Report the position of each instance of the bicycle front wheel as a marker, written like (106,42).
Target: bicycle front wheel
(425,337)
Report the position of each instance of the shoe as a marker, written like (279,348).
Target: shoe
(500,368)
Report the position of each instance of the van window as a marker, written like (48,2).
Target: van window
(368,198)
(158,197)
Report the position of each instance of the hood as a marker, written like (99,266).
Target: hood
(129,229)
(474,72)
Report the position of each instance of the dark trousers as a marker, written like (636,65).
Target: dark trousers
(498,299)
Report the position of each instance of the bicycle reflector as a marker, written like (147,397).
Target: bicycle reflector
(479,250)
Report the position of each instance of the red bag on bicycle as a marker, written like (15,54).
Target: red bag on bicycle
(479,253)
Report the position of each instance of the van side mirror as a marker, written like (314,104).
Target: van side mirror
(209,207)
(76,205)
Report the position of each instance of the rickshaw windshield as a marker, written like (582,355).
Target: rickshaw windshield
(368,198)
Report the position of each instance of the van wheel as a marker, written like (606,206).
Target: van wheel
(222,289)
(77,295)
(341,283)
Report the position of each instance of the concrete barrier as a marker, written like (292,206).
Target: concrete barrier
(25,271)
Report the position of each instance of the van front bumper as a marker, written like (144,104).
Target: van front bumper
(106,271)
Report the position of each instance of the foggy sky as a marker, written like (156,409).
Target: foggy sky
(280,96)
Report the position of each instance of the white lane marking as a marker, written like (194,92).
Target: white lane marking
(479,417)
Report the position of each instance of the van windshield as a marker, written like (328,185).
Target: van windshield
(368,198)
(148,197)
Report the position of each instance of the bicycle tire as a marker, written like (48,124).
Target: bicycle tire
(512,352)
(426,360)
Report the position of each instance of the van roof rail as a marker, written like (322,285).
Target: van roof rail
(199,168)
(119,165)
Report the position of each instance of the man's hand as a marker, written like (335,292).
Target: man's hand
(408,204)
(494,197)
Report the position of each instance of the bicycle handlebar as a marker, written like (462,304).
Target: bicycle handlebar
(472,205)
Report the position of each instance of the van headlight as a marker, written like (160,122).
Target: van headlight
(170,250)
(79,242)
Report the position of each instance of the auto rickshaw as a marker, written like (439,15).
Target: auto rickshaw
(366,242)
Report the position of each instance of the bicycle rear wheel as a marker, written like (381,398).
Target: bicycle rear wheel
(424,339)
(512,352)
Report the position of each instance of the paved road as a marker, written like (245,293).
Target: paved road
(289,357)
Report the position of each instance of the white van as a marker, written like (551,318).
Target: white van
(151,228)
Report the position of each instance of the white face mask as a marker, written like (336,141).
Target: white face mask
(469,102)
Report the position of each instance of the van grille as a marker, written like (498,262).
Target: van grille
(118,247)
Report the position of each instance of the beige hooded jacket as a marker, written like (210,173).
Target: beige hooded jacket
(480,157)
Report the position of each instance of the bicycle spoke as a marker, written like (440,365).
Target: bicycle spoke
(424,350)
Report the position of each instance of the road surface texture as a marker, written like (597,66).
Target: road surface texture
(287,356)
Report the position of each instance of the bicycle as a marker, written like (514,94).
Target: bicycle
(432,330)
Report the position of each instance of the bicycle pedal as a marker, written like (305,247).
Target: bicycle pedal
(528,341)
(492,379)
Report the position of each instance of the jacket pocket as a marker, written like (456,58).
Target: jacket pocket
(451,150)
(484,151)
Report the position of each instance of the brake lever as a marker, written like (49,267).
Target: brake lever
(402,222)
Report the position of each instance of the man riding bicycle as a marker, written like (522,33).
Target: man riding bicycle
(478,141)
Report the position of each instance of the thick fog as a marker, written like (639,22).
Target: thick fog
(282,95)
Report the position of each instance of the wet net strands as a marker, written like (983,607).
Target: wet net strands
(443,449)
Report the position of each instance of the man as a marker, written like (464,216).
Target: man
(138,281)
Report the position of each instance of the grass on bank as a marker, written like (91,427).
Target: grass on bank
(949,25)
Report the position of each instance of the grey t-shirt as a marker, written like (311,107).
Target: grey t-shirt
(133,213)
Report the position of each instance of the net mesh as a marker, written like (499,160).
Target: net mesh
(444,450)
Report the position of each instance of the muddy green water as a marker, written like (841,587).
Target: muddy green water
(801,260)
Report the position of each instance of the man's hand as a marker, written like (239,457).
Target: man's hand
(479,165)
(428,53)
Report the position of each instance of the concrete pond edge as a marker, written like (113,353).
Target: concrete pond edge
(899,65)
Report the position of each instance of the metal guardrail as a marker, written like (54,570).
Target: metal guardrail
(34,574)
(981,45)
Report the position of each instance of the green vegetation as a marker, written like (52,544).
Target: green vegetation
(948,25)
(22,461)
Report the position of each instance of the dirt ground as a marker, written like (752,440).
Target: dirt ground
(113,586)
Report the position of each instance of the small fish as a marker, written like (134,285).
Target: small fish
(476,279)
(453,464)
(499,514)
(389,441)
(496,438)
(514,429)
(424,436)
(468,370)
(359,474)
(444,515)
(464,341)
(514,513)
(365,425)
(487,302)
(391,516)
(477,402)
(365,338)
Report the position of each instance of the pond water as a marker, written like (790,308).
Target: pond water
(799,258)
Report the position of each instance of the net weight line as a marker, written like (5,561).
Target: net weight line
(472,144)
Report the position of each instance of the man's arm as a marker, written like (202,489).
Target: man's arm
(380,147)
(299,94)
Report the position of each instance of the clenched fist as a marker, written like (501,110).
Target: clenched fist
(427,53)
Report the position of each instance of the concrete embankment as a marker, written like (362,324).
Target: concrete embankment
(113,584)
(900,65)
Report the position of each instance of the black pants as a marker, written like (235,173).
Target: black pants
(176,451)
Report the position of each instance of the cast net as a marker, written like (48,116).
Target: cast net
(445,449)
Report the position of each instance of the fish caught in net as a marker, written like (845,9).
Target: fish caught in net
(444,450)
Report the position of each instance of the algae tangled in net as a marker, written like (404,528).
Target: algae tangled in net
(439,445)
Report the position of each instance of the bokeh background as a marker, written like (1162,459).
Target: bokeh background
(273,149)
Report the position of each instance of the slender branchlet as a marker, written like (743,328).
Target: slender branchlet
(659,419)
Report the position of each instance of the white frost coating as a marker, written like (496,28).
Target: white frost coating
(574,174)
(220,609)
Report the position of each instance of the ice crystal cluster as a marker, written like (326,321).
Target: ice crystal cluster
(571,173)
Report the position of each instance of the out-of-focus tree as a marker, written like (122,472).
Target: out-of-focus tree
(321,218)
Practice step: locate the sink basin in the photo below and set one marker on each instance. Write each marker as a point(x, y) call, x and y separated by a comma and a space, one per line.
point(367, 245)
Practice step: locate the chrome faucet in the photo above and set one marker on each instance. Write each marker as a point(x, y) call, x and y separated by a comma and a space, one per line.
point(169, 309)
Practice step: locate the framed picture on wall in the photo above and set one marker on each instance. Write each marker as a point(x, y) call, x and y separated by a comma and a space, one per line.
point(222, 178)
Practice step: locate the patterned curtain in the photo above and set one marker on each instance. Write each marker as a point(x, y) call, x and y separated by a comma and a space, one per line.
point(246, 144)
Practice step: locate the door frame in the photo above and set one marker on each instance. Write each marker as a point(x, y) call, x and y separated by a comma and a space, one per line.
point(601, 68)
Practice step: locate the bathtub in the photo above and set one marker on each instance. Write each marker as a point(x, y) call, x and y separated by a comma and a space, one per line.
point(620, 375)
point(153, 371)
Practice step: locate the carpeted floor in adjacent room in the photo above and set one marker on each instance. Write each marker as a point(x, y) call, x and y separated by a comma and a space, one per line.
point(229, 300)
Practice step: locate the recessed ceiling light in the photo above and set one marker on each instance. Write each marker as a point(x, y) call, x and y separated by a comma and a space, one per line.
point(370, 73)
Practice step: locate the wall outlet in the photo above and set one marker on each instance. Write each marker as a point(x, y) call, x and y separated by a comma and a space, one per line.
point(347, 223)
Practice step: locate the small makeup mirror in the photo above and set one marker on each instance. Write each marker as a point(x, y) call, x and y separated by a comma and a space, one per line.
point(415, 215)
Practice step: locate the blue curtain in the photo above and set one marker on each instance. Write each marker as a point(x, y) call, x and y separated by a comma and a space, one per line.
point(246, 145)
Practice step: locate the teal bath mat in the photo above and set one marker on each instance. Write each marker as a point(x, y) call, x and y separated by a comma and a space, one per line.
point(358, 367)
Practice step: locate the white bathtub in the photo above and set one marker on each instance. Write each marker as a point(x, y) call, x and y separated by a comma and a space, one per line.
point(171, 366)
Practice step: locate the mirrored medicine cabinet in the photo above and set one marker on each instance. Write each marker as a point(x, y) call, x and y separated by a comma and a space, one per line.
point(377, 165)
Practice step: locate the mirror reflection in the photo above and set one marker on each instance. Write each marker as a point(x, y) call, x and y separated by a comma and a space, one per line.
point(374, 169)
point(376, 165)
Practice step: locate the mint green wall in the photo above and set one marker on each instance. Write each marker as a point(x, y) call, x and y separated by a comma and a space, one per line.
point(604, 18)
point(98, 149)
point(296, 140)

## SET PROBLEM
Exactly reproduce the lines that run from the line with "Practice step: locate the blue" through the last line of the records, inclusive.

## SOLUTION FOR THIS TASK
Practice step: locate the blue curtain in the photo above and set one marker on each instance. Write each marker as a point(x, y) call, x and y separated by a comma and a space, one per line.
point(246, 145)
Practice step: locate the teal bath mat in the photo above and set one marker on each instance. Write each marker as a point(x, y) call, x and y separated by a comma and a space, one per line.
point(358, 367)
Practice step: locate the white bathtub in the photo above and set one marker on each instance. Write each marker as a point(x, y) call, x and y separated by a comma and a space, one per line.
point(171, 366)
Practice step: locate the mirrored medicine cabinet in the photo above and set one marker on each instance. Write each marker as a point(x, y) call, x and y separated by a comma and a space, one per line.
point(377, 165)
Practice step: locate the mirror reflection in the photo above and set one marker on each instance. Write each marker as a point(x, y) call, x and y separated by a comma and a space, one per line.
point(374, 169)
point(376, 165)
Practice step: locate the mint green wall in the photo above and set one marker on each instance. Write each marker as a point(x, y) call, x and y separated by a comma and a space, one per line.
point(604, 18)
point(98, 149)
point(296, 140)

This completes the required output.